[start of PROVIDED TEXT]

07  March  2008

Unseen Rain

Quatrains of Rumi
Translated by John Moyne & Coleman Barks
83 Pages
Shambhala

Listen to presences inside poems.
Let them take you where they will.

Follow those private hints,
and never leave the premises. (p.37)

This Rubaiyat is one of the 166 quatrains in Unseen Rain. Written in the ecstatically spontaneous middle period after Rumi’s meeting with Shams, the mystic who upon seeing Rumi drowned all his books and asked him to learn from the experiences of real life. This short poem is very useful for those who wish to gain the most out of these quatrains.

It helps us uncover the mystique of Rumi’s search for the union of the soul with the spirit. It’s easy to be persuaded by the understanding of the union of the soul and the spirit as the vacuous state of a trance, but Rumi warns emphatically that we never leave the premises, which suggests that while we are in a flight for those private hints, those ecstatic emanations, the center of our being will nonetheless remain in place.

For centuries the circles of Sufi have developed sama, the ceremony of listening and moving to music, to spoken and sung poetry or scripture, based on Rumi’s expansion on Bahauddin’s, his father’s, entry on a note about the four birds of the psyche. The following is Coleman Barks’ translation of the 9 steps on the ladders to the state of sama.

[end of PROVIDED TEXT]
[start of DATASET EXTRACT]

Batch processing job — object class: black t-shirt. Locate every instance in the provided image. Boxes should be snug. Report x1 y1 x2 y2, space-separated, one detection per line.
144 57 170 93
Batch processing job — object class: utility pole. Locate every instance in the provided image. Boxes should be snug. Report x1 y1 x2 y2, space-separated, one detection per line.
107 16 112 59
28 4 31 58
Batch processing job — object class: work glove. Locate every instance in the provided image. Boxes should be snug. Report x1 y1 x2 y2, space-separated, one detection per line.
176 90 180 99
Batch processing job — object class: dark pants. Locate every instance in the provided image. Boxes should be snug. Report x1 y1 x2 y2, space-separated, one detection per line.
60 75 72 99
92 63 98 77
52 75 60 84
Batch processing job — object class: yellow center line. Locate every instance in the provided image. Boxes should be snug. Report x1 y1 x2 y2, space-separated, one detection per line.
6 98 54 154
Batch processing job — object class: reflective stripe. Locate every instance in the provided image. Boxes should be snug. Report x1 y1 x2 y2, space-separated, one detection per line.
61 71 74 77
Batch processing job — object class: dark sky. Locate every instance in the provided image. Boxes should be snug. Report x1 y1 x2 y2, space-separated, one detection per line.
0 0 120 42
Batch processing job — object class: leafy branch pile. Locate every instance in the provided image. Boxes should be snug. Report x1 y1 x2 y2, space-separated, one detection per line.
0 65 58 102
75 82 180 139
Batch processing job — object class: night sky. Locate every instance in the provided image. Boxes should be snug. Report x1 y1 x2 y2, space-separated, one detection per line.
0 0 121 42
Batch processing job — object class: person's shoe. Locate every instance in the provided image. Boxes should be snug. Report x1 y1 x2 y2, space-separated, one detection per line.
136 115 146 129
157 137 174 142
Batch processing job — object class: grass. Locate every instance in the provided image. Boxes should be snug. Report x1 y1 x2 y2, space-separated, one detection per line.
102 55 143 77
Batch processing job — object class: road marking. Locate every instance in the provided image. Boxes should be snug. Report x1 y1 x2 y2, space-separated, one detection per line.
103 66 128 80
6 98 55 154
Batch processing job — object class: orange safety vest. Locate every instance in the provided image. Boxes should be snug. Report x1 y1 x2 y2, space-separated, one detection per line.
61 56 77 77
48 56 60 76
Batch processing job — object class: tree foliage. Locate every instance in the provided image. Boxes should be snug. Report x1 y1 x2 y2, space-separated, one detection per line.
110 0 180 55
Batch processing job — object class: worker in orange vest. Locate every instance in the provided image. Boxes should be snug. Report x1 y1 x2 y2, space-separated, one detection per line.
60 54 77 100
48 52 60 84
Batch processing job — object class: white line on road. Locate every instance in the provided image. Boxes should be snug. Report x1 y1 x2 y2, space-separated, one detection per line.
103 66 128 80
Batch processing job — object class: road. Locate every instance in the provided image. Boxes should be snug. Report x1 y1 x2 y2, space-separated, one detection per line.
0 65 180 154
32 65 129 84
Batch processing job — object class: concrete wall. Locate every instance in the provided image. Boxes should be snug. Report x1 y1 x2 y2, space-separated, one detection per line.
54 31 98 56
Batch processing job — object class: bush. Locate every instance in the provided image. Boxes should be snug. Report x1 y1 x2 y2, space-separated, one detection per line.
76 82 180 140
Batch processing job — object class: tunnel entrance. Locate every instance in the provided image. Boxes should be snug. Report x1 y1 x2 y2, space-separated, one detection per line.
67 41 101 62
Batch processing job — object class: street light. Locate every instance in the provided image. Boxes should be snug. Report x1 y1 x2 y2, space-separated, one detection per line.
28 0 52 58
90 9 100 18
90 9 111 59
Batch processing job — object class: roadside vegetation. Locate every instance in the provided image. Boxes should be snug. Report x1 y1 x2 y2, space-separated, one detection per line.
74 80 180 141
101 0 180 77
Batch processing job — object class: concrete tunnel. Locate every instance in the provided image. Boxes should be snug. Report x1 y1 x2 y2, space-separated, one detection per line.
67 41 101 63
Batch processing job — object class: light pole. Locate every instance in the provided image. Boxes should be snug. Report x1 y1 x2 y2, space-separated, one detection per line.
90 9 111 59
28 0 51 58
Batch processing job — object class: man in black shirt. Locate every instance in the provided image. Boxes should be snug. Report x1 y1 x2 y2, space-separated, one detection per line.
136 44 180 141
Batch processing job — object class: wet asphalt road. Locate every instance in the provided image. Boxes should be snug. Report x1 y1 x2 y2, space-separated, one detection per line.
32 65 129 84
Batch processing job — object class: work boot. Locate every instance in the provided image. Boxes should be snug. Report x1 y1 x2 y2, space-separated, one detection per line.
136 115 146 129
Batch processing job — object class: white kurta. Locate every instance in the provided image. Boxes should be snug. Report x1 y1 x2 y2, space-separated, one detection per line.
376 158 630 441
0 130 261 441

[end of DATASET EXTRACT]

◆ **DIRECTIONS**:
**a.** Write down the passage of the review of Unseen Rain from "Quatrains of Rumi" to "of these quatrains." word for word.
**b.** Extend the review of Unseen Rain, picking up after its final sentence.

◆ **RESULTS**:
**a.**
Quatrains of Rumi
Translated by John Moyne & Coleman Barks
83 Pages
Shambhala

Listen to presences inside poems.
Let them take you where they will.

Follow those private hints,
and never leave the premises. (p.37)

This Rubaiyat is one of the 166 quatrains in Unseen Rain. Written in the ecstatically spontaneous middle period after Rumi’s meeting with Shams, the mystic who upon seeing Rumi drowned all his books and asked him to learn from the experiences of real life. This short poem is very useful for those who wish to gain the most out of these quatrains.

**b.**
  1. Deep listening has a pulse. It must throb, or it is not alive.
  2. The words and music of sama should flow and follow naturally as a conversation among friends.
  3. As a scoop pours seed, song pours into the bucket of hearing. There may be a few rotten seeds, words that aren’t right. Don’t blame the scoop.
  4. Glasswork takes many shapes. The inward Baghdad curve with its translucent yellow, the Samarcand crimson, the spherical crystal flasks of Bokhara. So it is with music and poetry: sama should have an elegant variety.
  5. When we set extra tables and open doors to invite guests in, we don’t serve them food that’s gone bad. When that happens, as it will, it’s an accident. But if someone is known to have intentionally served tainted meat or drink, the curse of having done so will never leave, no matter how many generous actions accumulate. Let sama be fresh and lovingly prepared.
  6. Poetry spoken with music and movement should move along like spring thunder: emphasis, a softer stress, a space of silence, more thunder, then the dying out. It never goes on too long.
  7. If laughter isn’t underneath and inside sama, if there’s no bright, self-humbling wit, the praise-words will have no truth; the exaltation, no majesty. Without humor, sama becomes leaden and stern.
  8. (& 9) Each body part has a musical preference. Each enjoys sama in a unique way. Ears absorb sound differently than does the heart. Words spoken with plucked string may jar the eardrum but delight the heart-center, or the opposite: something mellifluous may disgust your soul’s intelligence. Kidneys hate it when the fingers tap rhythm. The drumming makes them nervous. However, the lungs love everything fingers do.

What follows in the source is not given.